Entries taken from a collection:

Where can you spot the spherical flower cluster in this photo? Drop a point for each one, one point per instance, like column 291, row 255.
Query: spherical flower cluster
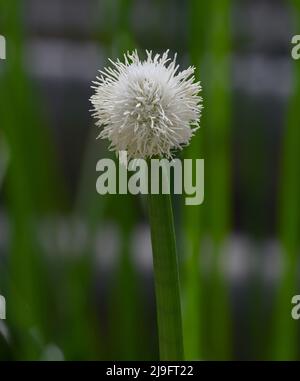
column 147, row 108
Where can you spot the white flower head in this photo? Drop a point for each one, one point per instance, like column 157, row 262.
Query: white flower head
column 147, row 108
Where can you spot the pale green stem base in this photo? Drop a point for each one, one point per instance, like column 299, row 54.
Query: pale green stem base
column 166, row 277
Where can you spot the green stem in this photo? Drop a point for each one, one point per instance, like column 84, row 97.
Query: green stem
column 166, row 277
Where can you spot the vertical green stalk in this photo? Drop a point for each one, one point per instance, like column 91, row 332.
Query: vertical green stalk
column 193, row 286
column 218, row 167
column 166, row 277
column 285, row 328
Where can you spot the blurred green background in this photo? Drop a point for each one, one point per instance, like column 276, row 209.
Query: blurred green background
column 76, row 267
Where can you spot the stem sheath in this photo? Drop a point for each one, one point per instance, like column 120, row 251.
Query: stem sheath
column 166, row 277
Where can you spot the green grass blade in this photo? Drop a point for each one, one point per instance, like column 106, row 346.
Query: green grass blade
column 166, row 277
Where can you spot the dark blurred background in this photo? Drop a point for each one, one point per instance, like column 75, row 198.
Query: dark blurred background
column 76, row 267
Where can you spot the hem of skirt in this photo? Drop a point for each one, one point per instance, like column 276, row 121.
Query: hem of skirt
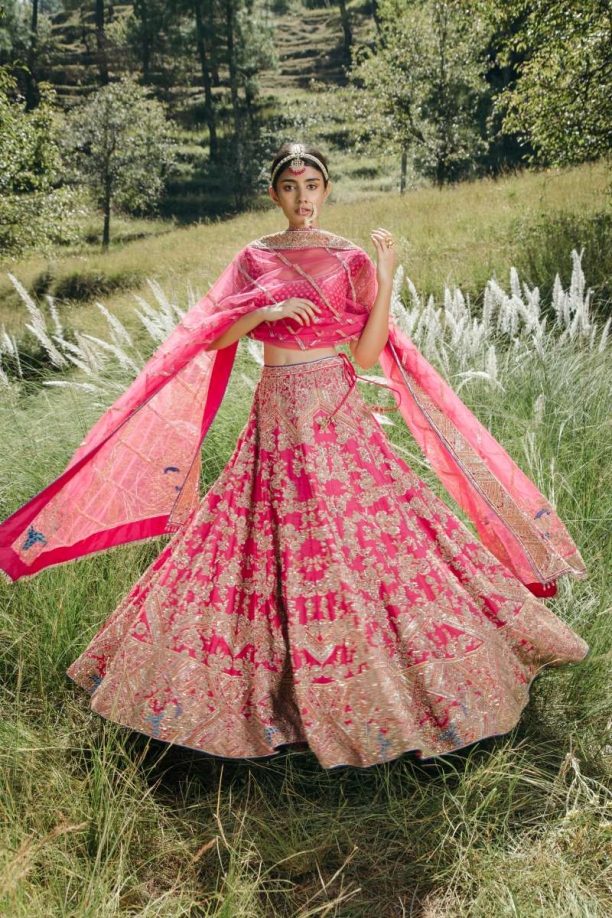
column 416, row 750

### Assigned task
Of the entries above, transcribe exactly those lines that fall between the line containing "Where can you spot the stem" and the line containing "Where can you spot the green grass", together with those two lines.

### Your response
Where can you spot the stem sheath in this photo? Drop a point for each one, one point per instance, like column 120, row 251.
Query: stem sheath
column 166, row 277
Where can you spot the green grass blade in this photo? Drop a point for each one, one point per instance, like column 106, row 346.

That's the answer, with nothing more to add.